Excerpted data —

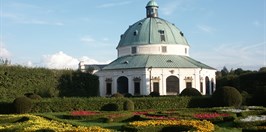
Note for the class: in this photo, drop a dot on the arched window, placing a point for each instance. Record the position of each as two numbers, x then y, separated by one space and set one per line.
172 85
207 86
122 85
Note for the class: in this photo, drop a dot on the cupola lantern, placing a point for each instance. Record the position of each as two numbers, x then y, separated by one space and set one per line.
152 9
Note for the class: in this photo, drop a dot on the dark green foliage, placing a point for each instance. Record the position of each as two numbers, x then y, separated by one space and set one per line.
110 107
245 98
128 105
227 96
33 96
117 95
249 82
17 80
259 97
6 107
22 105
128 95
78 84
96 103
200 102
190 92
154 94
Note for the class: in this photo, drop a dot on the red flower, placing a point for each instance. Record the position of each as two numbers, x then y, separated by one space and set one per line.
210 115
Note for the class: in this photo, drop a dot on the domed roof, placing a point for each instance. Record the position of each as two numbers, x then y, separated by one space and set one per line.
152 3
152 30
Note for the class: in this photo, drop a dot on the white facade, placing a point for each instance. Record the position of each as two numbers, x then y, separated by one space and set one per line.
153 56
201 79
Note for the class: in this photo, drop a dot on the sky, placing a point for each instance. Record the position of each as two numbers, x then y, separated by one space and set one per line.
58 34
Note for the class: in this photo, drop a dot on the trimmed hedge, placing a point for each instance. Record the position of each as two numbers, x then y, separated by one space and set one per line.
96 103
18 80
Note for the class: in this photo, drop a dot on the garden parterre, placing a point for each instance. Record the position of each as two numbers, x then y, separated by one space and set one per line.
28 123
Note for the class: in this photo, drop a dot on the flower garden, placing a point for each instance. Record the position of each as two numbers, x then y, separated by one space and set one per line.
185 119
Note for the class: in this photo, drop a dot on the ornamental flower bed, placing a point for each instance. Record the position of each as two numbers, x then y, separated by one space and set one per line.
204 126
31 123
84 113
251 121
254 118
210 115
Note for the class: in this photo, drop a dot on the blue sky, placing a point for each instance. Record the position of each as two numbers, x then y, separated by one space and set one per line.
60 33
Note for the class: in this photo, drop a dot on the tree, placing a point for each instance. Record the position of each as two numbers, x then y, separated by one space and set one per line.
224 71
262 69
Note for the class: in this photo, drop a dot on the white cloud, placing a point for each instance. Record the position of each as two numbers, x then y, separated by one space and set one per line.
257 23
170 7
206 28
107 5
94 42
61 60
4 53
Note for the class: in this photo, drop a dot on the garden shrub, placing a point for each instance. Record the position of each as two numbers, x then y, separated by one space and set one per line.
6 107
117 95
96 103
110 107
259 96
190 92
128 95
33 96
245 98
154 94
22 105
227 96
128 105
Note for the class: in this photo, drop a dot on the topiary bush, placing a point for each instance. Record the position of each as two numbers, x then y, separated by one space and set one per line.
190 92
227 96
22 105
110 107
154 94
128 95
128 105
117 95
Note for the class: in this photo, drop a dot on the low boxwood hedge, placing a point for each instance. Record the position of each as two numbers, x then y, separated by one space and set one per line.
97 103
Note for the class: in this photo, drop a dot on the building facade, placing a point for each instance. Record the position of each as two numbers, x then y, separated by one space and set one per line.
153 56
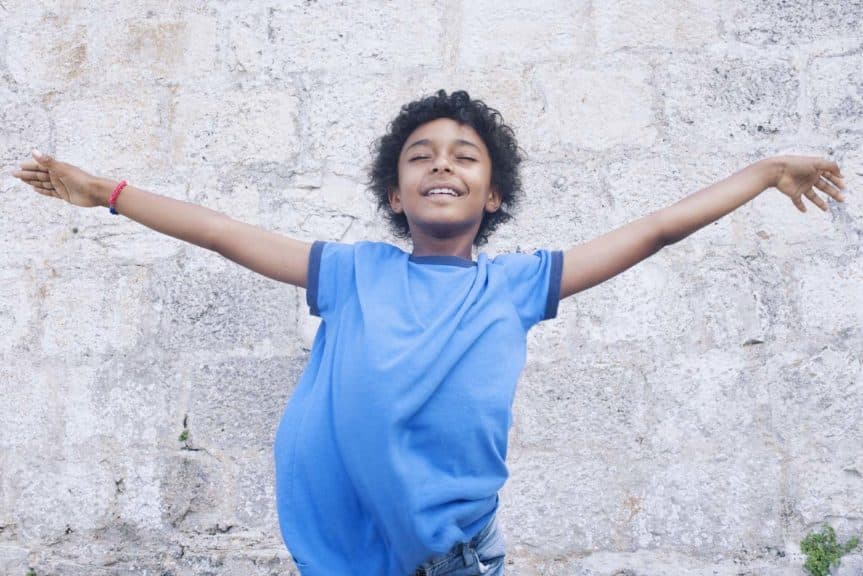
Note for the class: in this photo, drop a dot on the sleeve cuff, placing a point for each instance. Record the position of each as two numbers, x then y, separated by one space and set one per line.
314 276
554 278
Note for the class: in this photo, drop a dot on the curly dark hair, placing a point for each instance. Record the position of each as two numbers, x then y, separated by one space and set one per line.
488 123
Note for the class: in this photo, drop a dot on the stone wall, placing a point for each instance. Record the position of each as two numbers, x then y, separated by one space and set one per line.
698 414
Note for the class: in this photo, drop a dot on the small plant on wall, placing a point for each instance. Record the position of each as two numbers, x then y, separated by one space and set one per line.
822 551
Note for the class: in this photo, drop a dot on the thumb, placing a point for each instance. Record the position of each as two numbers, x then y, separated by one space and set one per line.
42 159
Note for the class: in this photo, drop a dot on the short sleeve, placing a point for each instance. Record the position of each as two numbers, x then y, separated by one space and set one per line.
331 273
534 283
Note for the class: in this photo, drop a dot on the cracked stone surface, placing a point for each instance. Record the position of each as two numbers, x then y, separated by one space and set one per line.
698 414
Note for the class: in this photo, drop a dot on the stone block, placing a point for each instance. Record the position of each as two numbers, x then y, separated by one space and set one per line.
721 101
48 50
712 451
766 23
26 126
560 506
131 401
85 316
250 48
334 35
825 298
64 48
607 105
236 403
640 24
816 397
60 493
159 43
13 559
33 406
511 34
256 499
235 126
204 302
194 490
836 87
109 132
596 402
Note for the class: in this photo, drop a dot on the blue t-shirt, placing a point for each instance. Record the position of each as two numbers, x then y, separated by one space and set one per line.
392 448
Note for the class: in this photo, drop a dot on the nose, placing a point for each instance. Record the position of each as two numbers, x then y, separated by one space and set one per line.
441 164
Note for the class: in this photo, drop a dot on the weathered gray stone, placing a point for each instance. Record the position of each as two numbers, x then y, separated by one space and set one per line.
698 414
724 101
333 35
836 85
512 33
594 108
765 22
236 403
206 303
640 24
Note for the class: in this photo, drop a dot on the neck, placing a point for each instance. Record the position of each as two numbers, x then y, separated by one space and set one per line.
427 246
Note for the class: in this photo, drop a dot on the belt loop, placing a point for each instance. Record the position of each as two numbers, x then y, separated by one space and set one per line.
465 555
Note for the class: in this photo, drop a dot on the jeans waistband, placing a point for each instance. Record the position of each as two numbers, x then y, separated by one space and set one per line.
459 550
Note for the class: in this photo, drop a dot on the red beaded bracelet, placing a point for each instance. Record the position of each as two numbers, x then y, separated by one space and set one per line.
114 195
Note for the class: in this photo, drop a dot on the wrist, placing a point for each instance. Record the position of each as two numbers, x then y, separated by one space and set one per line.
101 189
771 170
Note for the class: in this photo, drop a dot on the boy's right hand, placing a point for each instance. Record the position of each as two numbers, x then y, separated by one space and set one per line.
50 177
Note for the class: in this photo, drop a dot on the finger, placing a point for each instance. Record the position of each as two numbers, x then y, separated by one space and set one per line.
31 175
43 192
42 159
799 203
32 165
828 166
829 190
815 199
837 181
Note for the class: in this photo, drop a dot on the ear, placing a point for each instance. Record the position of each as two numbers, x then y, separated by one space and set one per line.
395 200
492 204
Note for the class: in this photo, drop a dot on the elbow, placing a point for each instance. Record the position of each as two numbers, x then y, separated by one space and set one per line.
666 234
215 232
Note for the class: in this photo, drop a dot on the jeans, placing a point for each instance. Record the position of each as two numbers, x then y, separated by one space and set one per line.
484 554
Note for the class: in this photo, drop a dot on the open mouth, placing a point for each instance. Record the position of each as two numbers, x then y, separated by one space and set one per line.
442 191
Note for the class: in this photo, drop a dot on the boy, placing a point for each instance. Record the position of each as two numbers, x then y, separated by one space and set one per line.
391 452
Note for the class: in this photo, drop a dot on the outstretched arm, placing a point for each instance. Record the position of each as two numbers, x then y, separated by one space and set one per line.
264 252
598 260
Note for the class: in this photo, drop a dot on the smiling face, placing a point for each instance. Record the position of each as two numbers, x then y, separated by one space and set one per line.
444 184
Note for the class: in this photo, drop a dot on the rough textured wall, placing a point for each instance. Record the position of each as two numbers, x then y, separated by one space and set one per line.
698 414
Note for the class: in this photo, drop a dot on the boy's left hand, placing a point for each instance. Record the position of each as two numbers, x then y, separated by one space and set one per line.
798 176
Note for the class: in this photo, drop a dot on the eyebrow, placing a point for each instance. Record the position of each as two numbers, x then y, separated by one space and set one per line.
427 142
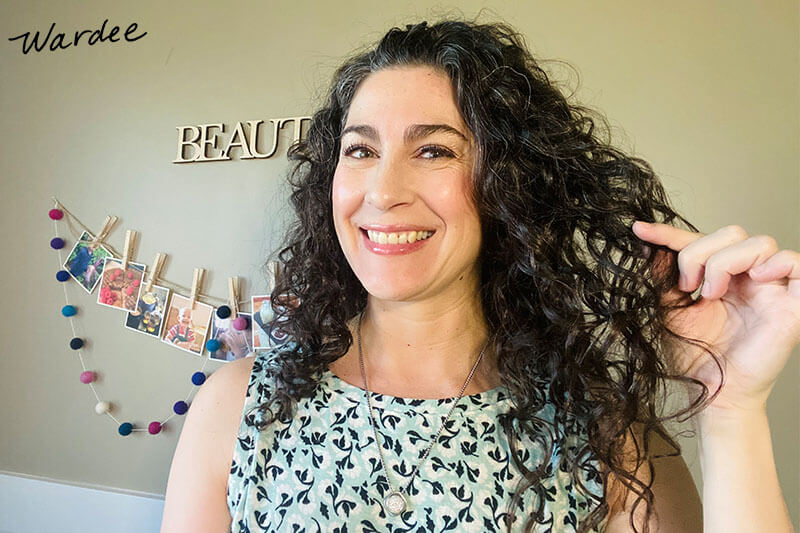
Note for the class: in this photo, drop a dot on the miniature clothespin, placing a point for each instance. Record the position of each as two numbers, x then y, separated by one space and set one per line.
197 282
233 296
104 231
155 272
273 271
130 243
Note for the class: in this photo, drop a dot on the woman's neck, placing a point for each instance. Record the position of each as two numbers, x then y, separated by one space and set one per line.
420 349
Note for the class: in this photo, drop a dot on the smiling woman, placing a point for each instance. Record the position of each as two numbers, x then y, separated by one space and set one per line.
481 335
405 174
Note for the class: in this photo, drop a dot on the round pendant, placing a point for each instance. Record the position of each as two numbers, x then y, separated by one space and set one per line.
395 503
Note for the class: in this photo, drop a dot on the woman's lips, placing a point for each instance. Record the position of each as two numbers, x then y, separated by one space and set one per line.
394 242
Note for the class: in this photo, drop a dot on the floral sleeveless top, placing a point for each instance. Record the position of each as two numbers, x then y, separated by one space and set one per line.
321 471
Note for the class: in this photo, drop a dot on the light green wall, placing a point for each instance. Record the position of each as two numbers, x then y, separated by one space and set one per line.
706 91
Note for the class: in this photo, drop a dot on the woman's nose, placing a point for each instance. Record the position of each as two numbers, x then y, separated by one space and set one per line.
388 186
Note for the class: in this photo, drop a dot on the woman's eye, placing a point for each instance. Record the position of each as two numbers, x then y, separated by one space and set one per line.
435 152
358 151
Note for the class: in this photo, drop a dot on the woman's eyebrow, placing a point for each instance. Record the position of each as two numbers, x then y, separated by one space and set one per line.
412 133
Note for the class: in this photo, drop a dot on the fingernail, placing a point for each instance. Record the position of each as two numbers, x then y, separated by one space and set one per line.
706 290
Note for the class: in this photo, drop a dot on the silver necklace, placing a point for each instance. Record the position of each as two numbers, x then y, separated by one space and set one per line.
396 502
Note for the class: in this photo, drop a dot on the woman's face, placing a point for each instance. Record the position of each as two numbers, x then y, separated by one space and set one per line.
401 191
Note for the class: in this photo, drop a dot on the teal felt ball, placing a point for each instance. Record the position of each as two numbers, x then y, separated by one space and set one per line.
180 407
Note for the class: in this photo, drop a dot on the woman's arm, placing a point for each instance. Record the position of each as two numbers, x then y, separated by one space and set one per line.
741 492
198 479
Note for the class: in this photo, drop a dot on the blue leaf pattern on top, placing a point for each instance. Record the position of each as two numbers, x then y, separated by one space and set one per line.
321 470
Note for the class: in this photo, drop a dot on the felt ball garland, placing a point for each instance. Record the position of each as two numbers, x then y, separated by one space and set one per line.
89 377
240 323
180 407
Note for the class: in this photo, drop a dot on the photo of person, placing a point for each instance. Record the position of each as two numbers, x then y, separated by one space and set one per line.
234 344
85 261
120 288
265 333
148 317
186 327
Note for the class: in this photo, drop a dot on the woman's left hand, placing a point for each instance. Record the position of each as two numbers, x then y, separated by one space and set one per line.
749 312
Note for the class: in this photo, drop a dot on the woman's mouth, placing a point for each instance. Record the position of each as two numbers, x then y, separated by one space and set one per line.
395 242
404 237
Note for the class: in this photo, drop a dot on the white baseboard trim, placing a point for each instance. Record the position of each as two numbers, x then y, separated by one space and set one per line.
32 504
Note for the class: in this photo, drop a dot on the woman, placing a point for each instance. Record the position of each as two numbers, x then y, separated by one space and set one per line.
480 334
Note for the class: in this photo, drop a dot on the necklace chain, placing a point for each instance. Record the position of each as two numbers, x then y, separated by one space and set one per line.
395 492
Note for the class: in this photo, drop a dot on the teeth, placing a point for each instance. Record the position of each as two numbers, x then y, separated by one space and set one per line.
398 238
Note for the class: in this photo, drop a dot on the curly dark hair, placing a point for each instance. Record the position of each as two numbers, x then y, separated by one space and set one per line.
571 297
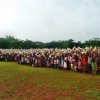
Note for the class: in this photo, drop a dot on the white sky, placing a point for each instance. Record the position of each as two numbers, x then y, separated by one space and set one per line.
47 20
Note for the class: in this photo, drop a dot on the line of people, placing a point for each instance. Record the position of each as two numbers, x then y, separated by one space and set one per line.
84 60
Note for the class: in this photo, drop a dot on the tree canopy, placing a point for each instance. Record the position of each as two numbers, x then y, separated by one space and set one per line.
12 42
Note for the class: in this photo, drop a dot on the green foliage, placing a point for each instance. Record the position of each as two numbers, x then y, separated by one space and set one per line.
12 42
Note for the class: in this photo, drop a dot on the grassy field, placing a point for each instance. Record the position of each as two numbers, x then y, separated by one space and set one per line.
20 82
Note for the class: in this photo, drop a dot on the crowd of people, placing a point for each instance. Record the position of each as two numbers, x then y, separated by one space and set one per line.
83 60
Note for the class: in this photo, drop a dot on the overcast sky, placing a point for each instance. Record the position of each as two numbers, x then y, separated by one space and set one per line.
47 20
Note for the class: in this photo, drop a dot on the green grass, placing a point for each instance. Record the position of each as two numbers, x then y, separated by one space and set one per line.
21 82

What to do —
From the line containing "the green foliage, placing" to the last line of the material, please quote every line exactly and only those.

Solution to the exercise —
Note for the class: in this photo, drop a dot on the green foliage, placing a point for each instance. Record the position of each as two numbers, x then y, separated by one space and set one per line.
12 42
Note for the class: in this photo, drop a dot on the grassy field, placing a point for each instance. Record the position of each as two numbers, x then y, separated by one space and set one per line.
20 82
Note for the class: in this photo, drop a dot on the crowd of people, placing a point for each instance. Record the position of each as two numbers, x then y, separated by one space and set one per line.
83 60
Note for the class: in this photo, drop a dot on the overcast sky, placing a point for each instance. Record the position of each as two numbers, x then y, separated by one space and set one per line.
47 20
Note for the class: in this photo, drop a dot on the green grass, placing a point for each instance. Record the position of each as two numbers, x then y, separated by one space and set one per line.
21 82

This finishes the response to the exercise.